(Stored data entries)
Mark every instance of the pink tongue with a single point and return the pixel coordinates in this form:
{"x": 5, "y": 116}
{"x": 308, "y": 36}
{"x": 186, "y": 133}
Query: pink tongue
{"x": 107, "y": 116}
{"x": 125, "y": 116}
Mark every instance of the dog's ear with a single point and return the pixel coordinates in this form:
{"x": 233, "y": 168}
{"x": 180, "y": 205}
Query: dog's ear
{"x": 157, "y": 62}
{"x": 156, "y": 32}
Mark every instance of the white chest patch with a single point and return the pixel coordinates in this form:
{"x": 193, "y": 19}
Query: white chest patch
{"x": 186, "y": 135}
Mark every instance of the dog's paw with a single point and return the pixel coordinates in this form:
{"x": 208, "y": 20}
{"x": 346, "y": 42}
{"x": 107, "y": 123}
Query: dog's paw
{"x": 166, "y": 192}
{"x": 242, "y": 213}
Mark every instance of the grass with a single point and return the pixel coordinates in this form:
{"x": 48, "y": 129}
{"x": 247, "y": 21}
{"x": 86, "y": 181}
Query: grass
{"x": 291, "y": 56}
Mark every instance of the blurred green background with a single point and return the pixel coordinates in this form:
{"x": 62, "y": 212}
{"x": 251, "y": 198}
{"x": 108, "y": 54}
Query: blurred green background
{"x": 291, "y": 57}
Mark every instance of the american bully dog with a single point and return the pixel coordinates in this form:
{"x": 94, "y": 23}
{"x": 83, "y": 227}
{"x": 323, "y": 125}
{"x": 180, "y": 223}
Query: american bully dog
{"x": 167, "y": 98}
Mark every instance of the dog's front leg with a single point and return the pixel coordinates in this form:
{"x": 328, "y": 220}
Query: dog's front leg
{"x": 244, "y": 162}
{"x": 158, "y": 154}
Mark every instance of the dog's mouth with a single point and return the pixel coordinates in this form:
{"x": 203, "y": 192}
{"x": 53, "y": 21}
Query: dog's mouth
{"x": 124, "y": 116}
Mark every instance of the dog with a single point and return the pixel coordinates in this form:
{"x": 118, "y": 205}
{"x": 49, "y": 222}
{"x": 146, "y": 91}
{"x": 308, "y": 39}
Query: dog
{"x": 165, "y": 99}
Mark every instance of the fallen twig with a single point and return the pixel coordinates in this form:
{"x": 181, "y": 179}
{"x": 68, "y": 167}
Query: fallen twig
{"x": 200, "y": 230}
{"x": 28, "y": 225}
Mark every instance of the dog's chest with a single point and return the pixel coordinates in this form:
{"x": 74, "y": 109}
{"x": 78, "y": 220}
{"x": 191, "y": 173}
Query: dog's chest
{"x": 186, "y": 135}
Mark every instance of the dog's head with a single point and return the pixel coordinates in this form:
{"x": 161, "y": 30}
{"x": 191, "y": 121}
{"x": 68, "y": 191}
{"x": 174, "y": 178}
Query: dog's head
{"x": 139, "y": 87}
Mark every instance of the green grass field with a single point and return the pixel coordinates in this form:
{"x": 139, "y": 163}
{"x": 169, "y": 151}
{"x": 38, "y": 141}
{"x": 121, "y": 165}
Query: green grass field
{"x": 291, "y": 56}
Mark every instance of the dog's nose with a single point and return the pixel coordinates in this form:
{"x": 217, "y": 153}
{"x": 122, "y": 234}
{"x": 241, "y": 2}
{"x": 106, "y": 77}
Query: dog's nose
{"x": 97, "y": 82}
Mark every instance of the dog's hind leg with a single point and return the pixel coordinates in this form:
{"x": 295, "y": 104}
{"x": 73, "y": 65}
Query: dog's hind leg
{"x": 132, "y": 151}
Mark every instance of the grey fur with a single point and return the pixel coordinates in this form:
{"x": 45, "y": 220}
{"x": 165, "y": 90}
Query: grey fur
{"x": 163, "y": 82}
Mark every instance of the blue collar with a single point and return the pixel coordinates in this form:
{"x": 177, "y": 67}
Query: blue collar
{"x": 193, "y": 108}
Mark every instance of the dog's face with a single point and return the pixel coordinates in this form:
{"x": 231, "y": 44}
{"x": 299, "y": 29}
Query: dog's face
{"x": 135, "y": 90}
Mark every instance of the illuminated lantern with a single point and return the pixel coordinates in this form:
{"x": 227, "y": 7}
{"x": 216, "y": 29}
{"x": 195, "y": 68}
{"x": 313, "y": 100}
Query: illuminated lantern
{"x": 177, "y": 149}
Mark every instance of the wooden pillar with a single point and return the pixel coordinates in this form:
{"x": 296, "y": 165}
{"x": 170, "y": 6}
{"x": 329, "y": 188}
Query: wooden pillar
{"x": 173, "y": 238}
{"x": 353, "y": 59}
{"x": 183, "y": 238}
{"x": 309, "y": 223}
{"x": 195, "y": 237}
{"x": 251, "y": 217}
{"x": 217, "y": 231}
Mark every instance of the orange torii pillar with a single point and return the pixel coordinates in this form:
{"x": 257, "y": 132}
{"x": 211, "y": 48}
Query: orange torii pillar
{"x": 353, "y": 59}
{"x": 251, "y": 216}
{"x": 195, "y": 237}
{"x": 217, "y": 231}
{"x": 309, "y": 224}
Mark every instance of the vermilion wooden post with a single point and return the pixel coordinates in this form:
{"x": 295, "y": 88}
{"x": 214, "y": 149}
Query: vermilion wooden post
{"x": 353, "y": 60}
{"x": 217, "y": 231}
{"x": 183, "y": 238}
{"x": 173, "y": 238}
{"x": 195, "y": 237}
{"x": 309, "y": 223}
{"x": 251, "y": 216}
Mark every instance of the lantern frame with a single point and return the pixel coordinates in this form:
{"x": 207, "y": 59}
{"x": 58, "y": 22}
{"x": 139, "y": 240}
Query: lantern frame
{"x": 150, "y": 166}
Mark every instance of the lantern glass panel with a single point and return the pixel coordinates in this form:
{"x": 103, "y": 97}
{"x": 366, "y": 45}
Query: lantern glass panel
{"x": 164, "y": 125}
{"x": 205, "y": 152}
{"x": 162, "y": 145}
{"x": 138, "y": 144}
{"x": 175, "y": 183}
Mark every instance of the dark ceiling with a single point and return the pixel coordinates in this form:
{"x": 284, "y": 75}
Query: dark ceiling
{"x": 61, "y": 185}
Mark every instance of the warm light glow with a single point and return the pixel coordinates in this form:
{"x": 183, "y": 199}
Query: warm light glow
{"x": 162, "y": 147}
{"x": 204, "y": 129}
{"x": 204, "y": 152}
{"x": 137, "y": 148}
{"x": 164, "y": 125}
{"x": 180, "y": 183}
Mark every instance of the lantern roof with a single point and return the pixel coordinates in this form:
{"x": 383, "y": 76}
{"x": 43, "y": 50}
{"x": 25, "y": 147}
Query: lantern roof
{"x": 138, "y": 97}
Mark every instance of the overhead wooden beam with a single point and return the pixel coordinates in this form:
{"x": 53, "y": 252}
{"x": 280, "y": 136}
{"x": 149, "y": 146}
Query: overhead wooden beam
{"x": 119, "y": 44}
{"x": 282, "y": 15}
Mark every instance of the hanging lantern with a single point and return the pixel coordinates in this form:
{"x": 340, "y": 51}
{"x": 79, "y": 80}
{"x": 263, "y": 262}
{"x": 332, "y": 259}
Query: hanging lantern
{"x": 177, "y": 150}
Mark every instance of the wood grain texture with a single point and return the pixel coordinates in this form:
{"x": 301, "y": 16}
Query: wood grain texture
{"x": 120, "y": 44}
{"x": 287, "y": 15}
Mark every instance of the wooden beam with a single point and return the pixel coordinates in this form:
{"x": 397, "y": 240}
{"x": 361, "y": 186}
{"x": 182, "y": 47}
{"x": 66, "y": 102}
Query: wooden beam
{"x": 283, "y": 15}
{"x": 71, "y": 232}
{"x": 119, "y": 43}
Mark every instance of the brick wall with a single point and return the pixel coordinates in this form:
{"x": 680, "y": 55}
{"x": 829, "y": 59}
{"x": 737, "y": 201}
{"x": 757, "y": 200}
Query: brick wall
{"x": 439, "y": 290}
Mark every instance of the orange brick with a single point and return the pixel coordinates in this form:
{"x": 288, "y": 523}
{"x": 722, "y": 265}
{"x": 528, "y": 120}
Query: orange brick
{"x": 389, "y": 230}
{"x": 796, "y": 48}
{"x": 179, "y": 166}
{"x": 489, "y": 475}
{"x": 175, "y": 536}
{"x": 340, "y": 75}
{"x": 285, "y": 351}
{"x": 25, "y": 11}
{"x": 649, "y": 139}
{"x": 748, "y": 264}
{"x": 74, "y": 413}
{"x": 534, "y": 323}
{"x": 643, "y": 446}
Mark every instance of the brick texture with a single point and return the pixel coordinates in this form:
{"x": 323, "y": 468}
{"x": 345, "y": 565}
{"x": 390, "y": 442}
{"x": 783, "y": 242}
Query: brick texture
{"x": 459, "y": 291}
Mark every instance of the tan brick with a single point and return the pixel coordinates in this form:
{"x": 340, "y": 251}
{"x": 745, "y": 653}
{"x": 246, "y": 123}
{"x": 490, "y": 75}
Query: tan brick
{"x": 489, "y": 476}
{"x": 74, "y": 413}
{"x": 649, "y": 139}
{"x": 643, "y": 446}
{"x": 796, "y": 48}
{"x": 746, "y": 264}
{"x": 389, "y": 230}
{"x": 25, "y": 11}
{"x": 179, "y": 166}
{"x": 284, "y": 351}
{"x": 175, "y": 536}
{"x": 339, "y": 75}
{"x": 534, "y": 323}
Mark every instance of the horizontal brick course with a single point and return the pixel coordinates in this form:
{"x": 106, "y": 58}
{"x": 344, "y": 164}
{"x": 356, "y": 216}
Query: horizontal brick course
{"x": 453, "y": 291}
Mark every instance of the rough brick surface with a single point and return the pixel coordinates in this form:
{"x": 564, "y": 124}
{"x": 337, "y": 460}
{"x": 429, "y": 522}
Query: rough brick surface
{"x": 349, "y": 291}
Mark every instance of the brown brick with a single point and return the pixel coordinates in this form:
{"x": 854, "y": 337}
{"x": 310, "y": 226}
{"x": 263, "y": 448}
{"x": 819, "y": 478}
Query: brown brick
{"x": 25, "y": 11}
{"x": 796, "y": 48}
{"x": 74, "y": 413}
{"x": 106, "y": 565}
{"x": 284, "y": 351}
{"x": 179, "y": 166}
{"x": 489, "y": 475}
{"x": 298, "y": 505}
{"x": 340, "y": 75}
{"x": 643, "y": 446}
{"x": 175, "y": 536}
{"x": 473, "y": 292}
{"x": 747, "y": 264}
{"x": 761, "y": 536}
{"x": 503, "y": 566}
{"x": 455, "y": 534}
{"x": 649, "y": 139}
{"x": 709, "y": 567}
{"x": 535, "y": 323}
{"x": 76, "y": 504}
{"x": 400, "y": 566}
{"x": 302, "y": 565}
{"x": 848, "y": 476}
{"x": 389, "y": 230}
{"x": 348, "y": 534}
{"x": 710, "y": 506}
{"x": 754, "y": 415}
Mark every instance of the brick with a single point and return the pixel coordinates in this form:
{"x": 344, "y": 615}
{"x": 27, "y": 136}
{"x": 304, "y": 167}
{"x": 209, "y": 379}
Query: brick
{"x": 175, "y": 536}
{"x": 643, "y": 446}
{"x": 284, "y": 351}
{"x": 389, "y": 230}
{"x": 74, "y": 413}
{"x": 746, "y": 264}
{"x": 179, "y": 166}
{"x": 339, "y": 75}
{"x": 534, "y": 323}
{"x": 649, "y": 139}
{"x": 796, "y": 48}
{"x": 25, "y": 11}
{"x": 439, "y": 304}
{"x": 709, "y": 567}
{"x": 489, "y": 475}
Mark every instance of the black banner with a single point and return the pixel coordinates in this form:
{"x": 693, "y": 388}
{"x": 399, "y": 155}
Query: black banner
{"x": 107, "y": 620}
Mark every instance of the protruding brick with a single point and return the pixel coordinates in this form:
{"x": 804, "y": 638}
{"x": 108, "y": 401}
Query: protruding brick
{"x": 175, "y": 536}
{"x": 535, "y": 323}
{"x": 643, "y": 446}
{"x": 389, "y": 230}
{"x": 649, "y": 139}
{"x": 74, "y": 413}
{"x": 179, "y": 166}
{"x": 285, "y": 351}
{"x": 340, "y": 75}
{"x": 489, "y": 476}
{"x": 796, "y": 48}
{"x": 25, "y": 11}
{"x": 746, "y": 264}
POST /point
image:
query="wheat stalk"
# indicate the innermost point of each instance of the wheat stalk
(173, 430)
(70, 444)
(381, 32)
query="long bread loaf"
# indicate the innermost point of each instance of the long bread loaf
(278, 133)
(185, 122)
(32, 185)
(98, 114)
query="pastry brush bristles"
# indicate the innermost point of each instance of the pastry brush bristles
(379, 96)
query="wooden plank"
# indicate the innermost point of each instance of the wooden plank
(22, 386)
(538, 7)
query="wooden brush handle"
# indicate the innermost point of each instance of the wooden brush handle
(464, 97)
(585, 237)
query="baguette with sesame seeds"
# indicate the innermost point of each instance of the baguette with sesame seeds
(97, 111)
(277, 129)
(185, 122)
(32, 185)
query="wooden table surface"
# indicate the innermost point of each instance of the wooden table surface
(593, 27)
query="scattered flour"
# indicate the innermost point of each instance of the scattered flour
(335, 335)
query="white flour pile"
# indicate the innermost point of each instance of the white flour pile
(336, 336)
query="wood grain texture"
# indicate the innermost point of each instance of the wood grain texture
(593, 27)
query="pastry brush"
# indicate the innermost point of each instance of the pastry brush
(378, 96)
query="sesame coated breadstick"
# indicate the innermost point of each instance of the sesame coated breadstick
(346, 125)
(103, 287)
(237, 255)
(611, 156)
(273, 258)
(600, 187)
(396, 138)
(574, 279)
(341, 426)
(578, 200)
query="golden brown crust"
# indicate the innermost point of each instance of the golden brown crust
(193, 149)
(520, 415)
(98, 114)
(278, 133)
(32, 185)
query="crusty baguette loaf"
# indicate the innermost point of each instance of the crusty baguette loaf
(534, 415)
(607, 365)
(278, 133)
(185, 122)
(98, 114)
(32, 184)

▶ _THE PROBLEM_: Where the line containing "# indicate the innermost point of each instance of the crusty" appears, start copying, and go on exactly through the last line of the data.

▶ _WRITTEN ANSWER_:
# indicate the innermost point of each instance of the crusty baguette loaf
(534, 415)
(607, 365)
(278, 133)
(185, 122)
(98, 114)
(32, 184)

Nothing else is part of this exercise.